Top of Exercise passage

So first, let’s examine the video of Blackrock executive Serge Varlay.

In it we are informed, “Blackrock manages $20 trillion in asset value, it’s incomprehensible numbers. […] All of this is beyond an normal persons understanding.”

Well I have news for Mr Varlay. No it isn’t. For many of us it stands out like a flashing red-light. But I accept it may be the case that most people are not aware of what Varlay has to say.

“How do they run the world?” The undercover interviewer asks (who Serge seems to be under the impression is a date).

“You acquire stuff. You diversify. You acquire, you keep acquiring. You spend whatever you make in acquiring more. And at a certain point your risk level is super low. Imagine you’ve invested in 10 different industries from food to drinks to technology. If one of them fails it doesn’t matter, you have nine others to back you up. The risk money is inherently in just about everything.

You own a little bit of everything, and that little bit of everything gives you so much money on a yearly basis, that you can take this big f**k-ton of money, and then you can start to buy people.”

Bottom of Exercise passage

- What to work on -
Write out the Blackrock passage word for word, from "In it we are" to "has to say.". The records that come next are separate material and have no connection to the Blackrock passage.

Top of Extracted information

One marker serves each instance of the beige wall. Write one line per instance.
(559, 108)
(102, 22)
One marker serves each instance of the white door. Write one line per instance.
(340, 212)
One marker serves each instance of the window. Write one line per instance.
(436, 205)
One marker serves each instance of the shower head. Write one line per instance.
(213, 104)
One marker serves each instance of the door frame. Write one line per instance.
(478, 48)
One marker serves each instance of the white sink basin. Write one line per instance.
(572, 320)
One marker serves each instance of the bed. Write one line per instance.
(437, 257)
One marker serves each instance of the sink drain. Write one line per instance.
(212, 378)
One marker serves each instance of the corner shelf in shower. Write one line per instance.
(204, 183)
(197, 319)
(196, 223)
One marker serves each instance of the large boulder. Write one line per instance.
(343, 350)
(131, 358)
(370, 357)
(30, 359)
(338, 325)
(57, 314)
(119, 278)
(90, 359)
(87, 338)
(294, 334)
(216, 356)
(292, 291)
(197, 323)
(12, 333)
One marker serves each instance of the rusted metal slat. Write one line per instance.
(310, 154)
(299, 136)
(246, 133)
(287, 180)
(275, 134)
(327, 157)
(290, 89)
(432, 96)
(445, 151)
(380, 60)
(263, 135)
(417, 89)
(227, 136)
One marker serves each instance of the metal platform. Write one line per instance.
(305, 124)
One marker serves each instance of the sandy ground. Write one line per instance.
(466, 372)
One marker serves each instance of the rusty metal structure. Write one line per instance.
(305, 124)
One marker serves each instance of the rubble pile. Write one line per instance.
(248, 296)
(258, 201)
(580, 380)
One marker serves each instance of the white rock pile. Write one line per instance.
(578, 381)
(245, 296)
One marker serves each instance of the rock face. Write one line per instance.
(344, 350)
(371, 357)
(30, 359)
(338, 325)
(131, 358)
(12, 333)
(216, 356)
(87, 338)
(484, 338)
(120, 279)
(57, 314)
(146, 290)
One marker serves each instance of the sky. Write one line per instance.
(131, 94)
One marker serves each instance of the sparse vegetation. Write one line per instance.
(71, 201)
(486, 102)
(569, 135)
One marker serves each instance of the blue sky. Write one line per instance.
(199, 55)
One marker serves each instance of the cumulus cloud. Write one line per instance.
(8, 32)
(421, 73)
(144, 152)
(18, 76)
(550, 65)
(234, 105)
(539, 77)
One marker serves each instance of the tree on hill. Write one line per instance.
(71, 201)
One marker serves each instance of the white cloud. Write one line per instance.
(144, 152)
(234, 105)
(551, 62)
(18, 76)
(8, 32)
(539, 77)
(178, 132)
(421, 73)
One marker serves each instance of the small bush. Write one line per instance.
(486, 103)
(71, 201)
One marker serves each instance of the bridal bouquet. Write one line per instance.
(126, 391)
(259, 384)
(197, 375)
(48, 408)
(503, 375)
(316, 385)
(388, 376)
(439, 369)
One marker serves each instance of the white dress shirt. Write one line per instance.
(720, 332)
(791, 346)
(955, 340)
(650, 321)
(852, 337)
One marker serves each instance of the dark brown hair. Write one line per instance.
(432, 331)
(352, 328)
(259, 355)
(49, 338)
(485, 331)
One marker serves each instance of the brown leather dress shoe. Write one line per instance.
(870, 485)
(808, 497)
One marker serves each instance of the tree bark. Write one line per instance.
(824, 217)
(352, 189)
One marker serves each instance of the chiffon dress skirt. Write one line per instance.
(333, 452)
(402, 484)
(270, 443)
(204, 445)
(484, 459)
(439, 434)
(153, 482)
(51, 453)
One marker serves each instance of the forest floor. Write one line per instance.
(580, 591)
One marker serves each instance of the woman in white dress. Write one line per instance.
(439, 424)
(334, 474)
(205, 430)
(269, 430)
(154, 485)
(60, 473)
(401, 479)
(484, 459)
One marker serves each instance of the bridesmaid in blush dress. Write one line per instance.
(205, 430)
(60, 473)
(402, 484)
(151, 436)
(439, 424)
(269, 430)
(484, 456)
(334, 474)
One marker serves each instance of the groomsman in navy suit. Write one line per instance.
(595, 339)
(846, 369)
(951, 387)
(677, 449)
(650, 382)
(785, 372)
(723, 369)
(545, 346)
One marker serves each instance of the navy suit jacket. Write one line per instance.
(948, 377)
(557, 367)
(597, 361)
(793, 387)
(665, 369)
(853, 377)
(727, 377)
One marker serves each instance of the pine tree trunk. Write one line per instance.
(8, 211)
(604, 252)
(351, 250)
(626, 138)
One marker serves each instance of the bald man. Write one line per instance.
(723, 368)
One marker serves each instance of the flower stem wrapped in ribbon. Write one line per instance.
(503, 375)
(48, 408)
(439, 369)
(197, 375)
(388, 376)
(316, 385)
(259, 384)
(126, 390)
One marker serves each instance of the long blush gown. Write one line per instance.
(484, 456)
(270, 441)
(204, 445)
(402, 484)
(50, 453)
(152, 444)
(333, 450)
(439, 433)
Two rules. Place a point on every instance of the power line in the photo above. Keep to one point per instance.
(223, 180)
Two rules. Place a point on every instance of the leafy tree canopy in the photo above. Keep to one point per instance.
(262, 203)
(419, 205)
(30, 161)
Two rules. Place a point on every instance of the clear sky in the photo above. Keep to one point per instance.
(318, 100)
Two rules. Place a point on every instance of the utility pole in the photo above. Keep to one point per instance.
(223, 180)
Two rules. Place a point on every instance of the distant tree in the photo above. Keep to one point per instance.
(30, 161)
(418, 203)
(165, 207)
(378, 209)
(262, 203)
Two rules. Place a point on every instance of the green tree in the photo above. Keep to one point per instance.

Bottom of Extracted information

- Output for this task -
In it we are informed, “Blackrock manages $20 trillion in asset value, it’s incomprehensible numbers. […] All of this is beyond an normal persons understanding.”

Well I have news for Mr Varlay. No it isn’t. For many of us it stands out like a flashing red-light. But I accept it may be the case that most people are not aware of what Varlay has to say.